把下面这段讲秀水诗人改变诗歌音步的文档段落逐字完整地重抄一遍。

(文档段落)
# # # # #

秀水詩人營造陌生化效果的另一手法就是改變詩歌常見的音步。一種方法就是有意打破五、七言的普通節奏,造成生拗感。就五言詩句而言,如“立於靜深內,笑瀑外喧虺”[15](卷四十一);《緣瀑布落處黃礎望雙劍峯》“參橫卧合衣,起更先樹雀”[23](卷三)(《紡車》):“籬外無一見,見綠天高遮”[24] (《二月十九日出杭城得六十韻》),以上各句結構或“一——四”、或“四——一”、或“三——二”,皆不合常規。另一方式為打亂正常語序以造成句子音步的改變。如“漱玉亭不見,青玉峽誰題”[15](卷四十一) (《龍池》)一句,若將其改為“二——三”結構亦可,但用倒裝句法顯得新奇。

# # # # #

基于照片的点标注数据:
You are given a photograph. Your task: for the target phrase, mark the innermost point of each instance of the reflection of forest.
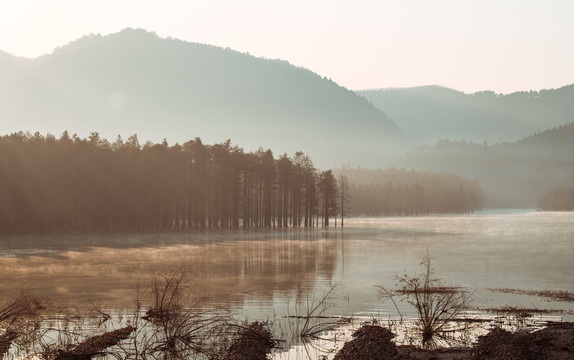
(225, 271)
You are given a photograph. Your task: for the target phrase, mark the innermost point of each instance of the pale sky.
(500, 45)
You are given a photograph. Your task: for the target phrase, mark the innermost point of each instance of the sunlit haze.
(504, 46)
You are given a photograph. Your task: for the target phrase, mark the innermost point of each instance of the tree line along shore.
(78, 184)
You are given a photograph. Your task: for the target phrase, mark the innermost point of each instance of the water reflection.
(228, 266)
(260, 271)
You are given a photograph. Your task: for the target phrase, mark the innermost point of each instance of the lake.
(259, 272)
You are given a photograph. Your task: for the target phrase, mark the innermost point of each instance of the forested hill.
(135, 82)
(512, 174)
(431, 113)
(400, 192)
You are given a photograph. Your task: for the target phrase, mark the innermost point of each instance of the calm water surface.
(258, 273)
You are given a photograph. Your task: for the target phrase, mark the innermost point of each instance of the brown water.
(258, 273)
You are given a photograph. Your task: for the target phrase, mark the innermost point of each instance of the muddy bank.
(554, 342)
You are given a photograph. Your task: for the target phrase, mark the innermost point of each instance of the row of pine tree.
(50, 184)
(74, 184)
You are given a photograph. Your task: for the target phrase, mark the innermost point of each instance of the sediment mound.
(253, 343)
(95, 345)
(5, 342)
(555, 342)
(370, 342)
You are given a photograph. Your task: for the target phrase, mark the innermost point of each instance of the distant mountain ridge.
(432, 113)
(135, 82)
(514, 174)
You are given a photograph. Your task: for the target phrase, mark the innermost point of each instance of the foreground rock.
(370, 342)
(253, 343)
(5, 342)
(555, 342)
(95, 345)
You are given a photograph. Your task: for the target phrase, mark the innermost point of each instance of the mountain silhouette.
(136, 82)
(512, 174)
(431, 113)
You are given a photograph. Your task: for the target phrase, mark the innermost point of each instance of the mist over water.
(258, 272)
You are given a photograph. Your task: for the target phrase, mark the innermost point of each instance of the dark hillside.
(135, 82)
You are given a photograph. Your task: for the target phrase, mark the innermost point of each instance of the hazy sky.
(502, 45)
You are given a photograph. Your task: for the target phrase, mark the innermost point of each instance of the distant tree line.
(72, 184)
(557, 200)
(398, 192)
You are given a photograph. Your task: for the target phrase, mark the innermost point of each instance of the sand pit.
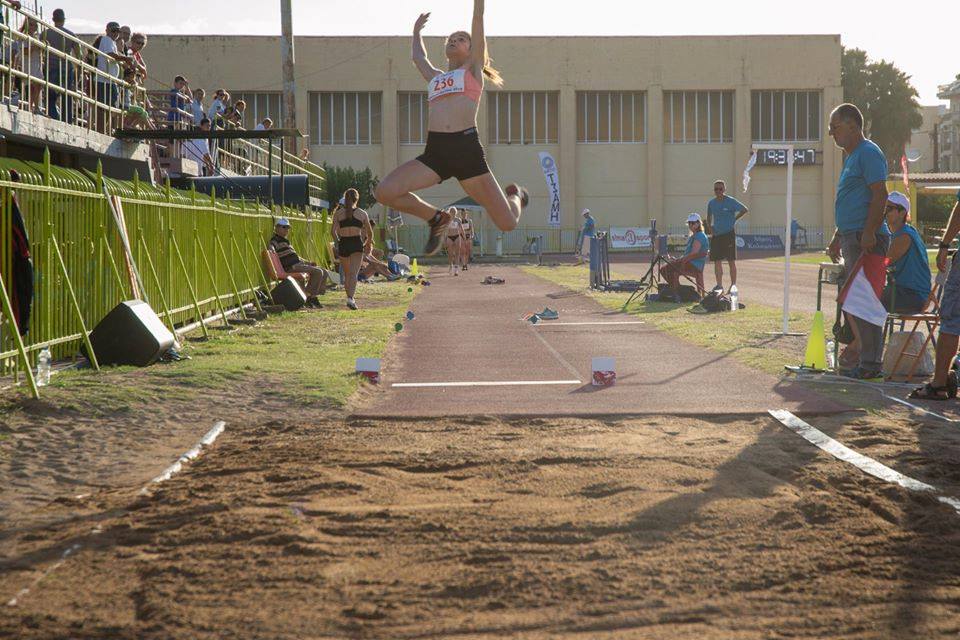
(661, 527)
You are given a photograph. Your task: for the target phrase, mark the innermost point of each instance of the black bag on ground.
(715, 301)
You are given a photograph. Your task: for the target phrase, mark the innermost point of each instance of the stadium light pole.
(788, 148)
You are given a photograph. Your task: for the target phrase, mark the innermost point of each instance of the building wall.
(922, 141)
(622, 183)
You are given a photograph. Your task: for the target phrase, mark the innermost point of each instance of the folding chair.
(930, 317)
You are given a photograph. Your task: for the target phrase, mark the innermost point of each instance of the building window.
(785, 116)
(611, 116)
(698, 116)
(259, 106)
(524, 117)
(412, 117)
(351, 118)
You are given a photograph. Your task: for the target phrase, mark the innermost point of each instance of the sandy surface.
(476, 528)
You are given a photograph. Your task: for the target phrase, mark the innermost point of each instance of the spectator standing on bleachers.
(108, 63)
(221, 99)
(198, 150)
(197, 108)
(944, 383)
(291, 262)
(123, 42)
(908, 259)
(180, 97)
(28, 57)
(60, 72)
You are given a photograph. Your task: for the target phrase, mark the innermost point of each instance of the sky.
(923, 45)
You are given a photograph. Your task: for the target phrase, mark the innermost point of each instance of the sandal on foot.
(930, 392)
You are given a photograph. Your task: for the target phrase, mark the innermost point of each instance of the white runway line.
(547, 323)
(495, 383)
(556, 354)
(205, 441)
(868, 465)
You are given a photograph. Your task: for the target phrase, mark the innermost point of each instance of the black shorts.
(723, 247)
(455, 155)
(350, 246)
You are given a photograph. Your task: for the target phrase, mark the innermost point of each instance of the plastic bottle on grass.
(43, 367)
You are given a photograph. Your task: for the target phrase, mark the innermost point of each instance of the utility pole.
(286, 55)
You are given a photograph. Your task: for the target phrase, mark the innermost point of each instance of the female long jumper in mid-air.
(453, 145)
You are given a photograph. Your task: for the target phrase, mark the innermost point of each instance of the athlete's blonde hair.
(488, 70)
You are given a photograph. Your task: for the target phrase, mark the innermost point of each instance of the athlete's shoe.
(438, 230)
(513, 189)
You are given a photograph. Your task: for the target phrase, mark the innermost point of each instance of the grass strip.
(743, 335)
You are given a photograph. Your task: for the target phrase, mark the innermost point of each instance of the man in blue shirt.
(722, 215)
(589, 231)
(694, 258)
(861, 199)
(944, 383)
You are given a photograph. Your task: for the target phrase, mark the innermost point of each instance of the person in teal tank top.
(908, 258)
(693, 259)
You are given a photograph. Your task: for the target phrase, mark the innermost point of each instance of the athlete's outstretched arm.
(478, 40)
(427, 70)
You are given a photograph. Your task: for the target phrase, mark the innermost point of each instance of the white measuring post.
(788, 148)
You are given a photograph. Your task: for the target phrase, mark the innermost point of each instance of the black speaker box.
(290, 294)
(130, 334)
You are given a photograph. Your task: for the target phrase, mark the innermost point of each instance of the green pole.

# # # # #

(练习答案)
秀水詩人營造陌生化效果的另一手法就是改變詩歌常見的音步。一種方法就是有意打破五、七言的普通節奏,造成生拗感。就五言詩句而言,如“立於靜深內,笑瀑外喧虺”[15](卷四十一);《緣瀑布落處黃礎望雙劍峯》“參橫卧合衣,起更先樹雀”[23](卷三)(《紡車》):“籬外無一見,見綠天高遮”[24] (《二月十九日出杭城得六十韻》),以上各句結構或“一——四”、或“四——一”、或“三——二”,皆不合常規。另一方式為打亂正常語序以造成句子音步的改變。如“漱玉亭不見,青玉峽誰題”[15](卷四十一) (《龍池》)一句,若將其改為“二——三”結構亦可,但用倒裝句法顯得新奇。